Referring expression data
((
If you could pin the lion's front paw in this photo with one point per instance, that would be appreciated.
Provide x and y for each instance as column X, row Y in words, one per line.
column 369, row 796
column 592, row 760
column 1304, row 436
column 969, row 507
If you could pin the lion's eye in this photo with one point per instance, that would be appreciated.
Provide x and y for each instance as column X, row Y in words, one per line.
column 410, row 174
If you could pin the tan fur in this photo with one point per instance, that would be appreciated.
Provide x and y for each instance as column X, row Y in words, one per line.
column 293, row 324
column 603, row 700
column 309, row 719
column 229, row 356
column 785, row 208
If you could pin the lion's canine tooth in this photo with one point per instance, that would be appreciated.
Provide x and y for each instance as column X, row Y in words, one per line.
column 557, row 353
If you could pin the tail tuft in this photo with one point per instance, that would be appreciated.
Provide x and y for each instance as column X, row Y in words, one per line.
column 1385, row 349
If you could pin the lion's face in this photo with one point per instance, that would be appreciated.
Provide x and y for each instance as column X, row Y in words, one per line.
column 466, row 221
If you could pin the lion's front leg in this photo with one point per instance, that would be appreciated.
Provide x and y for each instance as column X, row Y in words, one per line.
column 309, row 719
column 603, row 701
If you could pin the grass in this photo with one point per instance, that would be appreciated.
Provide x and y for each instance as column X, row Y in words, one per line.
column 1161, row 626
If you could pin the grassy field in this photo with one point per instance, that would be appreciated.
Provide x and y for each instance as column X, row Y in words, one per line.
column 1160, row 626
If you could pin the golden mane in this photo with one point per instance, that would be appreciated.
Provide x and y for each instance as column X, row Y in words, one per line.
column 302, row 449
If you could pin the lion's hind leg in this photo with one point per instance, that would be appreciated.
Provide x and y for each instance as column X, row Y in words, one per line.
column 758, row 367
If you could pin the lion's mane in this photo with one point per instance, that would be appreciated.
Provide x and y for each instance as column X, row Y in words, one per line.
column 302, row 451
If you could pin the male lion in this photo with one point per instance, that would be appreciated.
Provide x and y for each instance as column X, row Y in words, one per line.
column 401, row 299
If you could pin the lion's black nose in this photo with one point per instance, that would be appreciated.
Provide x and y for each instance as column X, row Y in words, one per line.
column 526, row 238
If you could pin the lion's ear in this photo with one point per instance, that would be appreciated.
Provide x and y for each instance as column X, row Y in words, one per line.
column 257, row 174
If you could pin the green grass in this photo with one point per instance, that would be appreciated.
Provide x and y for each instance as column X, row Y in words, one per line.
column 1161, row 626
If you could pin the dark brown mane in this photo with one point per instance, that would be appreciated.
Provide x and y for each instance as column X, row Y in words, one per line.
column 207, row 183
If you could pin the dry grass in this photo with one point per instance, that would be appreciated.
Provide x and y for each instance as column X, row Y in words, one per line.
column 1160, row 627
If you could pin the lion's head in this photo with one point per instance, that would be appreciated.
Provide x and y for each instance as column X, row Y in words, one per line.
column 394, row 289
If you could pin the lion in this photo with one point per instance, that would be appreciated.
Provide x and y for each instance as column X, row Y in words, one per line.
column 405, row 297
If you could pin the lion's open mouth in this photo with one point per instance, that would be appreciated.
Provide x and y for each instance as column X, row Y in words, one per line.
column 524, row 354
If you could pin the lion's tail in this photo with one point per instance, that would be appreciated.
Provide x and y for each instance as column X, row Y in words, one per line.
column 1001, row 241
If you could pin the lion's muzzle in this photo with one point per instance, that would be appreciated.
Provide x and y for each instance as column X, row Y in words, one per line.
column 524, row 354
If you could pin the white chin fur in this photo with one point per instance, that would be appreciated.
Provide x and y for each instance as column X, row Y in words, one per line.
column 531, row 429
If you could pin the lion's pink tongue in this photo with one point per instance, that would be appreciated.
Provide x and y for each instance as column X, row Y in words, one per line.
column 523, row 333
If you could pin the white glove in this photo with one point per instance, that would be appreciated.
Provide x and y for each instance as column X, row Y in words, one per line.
))
| TRY IT |
The lines to return are those in the entries above that include "mane".

| EXPECTED ANSWER |
If you could pin the golden mane in this photo with one point per instance, that would be appreciated.
If you could pin the lion's mane in this photo with one point per instance, that would be appreciated.
If you could pin the dark brown mane in this photo with one point per instance, that would be appreciated.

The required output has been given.